Data provided -
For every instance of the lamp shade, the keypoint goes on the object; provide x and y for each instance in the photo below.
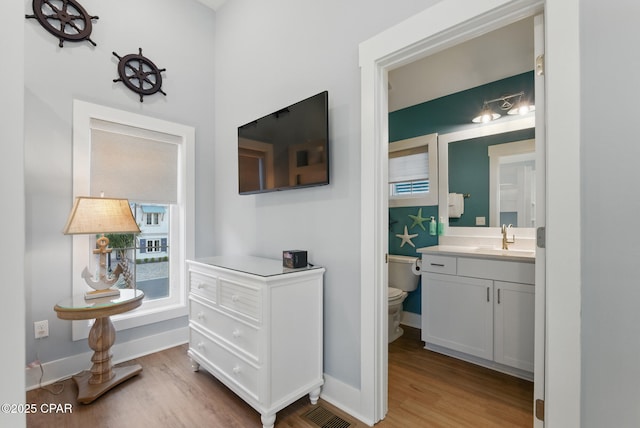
(100, 215)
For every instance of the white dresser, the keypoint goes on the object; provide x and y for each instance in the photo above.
(257, 327)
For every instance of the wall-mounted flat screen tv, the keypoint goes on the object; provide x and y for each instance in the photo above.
(286, 149)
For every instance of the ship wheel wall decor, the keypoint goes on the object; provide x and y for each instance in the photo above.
(65, 19)
(139, 74)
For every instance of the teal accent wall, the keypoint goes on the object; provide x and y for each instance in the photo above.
(398, 219)
(454, 112)
(443, 115)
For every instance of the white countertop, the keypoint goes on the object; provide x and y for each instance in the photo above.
(492, 253)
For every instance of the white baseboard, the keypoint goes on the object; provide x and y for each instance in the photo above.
(345, 397)
(411, 319)
(64, 368)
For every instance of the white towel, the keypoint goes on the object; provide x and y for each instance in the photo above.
(456, 205)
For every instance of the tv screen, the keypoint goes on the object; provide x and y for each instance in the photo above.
(286, 149)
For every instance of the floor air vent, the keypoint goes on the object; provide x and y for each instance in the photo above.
(325, 418)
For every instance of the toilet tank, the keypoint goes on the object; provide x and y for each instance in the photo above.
(401, 273)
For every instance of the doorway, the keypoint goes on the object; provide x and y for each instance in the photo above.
(441, 26)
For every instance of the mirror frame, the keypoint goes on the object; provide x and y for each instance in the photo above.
(492, 128)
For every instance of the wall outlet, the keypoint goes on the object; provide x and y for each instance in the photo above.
(41, 329)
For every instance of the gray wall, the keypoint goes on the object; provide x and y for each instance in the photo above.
(177, 36)
(610, 240)
(269, 55)
(12, 306)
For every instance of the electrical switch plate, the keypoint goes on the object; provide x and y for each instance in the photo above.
(41, 329)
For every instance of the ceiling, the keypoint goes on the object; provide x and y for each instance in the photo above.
(502, 53)
(213, 4)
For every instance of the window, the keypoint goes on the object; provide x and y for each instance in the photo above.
(150, 162)
(152, 219)
(413, 176)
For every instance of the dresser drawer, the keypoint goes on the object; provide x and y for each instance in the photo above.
(439, 264)
(236, 333)
(203, 285)
(232, 367)
(240, 298)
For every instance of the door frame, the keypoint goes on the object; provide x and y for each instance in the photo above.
(443, 25)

Stated problem - Convert all the items above into a Markdown table with the columns Row and Entry, giving each line its own numbered row and skipping blank lines. Leave the pictures out of the table.

Worked answer -
| Row | Entry |
|---|---|
| 1 | For every instance of the lamp shade, the keypoint goes on the object; provide x and y for each instance in the photo below. |
| 2 | (100, 215) |
| 3 | For every instance of the white dresser, the keypoint goes on the object; provide x and y for each instance in the photo above. |
| 4 | (257, 327) |
| 5 | For every instance of the wall-mounted flat screen tv, the keypoint goes on the object; provide x and y for each instance in the photo above. |
| 6 | (286, 149) |
| 7 | For every instance of the ship wheel wall decor, the keypoint goes on the object; provide x and y for each instance in the photo above. |
| 8 | (65, 19) |
| 9 | (139, 74) |
| 10 | For every instance of the teal accent wall, the keypoint goes on the object; provide x and y for each instance in the photo above. |
| 11 | (398, 219) |
| 12 | (454, 112) |
| 13 | (443, 115) |
| 14 | For every instance of the white countertop, the keypoint goes on the object; provide x and y for each instance in the photo above. |
| 15 | (492, 253) |
| 16 | For every instance of the white baseboard, the keypoint goes on the object; provide x and y for each instance in the photo above. |
| 17 | (345, 397) |
| 18 | (411, 319) |
| 19 | (64, 368) |
| 20 | For every instance of the white towel, the keypoint goes on the object; provide x and y for each instance in the photo above. |
| 21 | (456, 205) |
| 22 | For every instance of the tv screen, the keypoint goes on the object; provide x and y for each instance in the photo above. |
| 23 | (286, 149) |
| 24 | For every instance of the floor air vent, the keypoint goes on the object; provide x and y for each instance in the photo above. |
| 25 | (325, 418) |
| 26 | For every instance of the toilet tank, the keypoint goes on the object; provide x and y for each instance in the photo above. |
| 27 | (401, 273) |
| 28 | For every instance of the doorway, the keypoint goes on the object; provide x and y for each instance in the photo above. |
| 29 | (441, 26) |
| 30 | For every instance of the mirror frame, the keypoint goes on the object; provide x and y for each instance in the photo above. |
| 31 | (492, 128) |
| 32 | For every instance of the wall outlet, the keypoint goes on the object; provide x and y for each instance in the photo above. |
| 33 | (41, 329) |
| 34 | For every instance of the gray wall, the keypoint goes on the object; provide x and y for each instance in the photo above. |
| 35 | (177, 36) |
| 36 | (610, 240) |
| 37 | (269, 55) |
| 38 | (12, 306) |
| 39 | For every instance of the electrical switch plate, the keypoint goes on the object; provide x and y for each instance in the photo above. |
| 40 | (41, 329) |
| 41 | For every instance of the ceiling, the keypoint goes on the object; provide x and y for each instance in the photo above. |
| 42 | (502, 53) |
| 43 | (213, 4) |
| 44 | For every instance of the window, the keypoint goes on the object; provide x and y for each instance in the photo above. |
| 45 | (150, 162) |
| 46 | (152, 219) |
| 47 | (413, 176) |
| 48 | For every instance of the dresser drawer, the keypoint goes on the object; provide x and y for each instance in the photo above. |
| 49 | (439, 264) |
| 50 | (236, 333) |
| 51 | (203, 285) |
| 52 | (232, 367) |
| 53 | (240, 298) |
| 54 | For every instance of the door frame, the keypoint goes on the object; provide x and y for each instance in the photo above. |
| 55 | (443, 25) |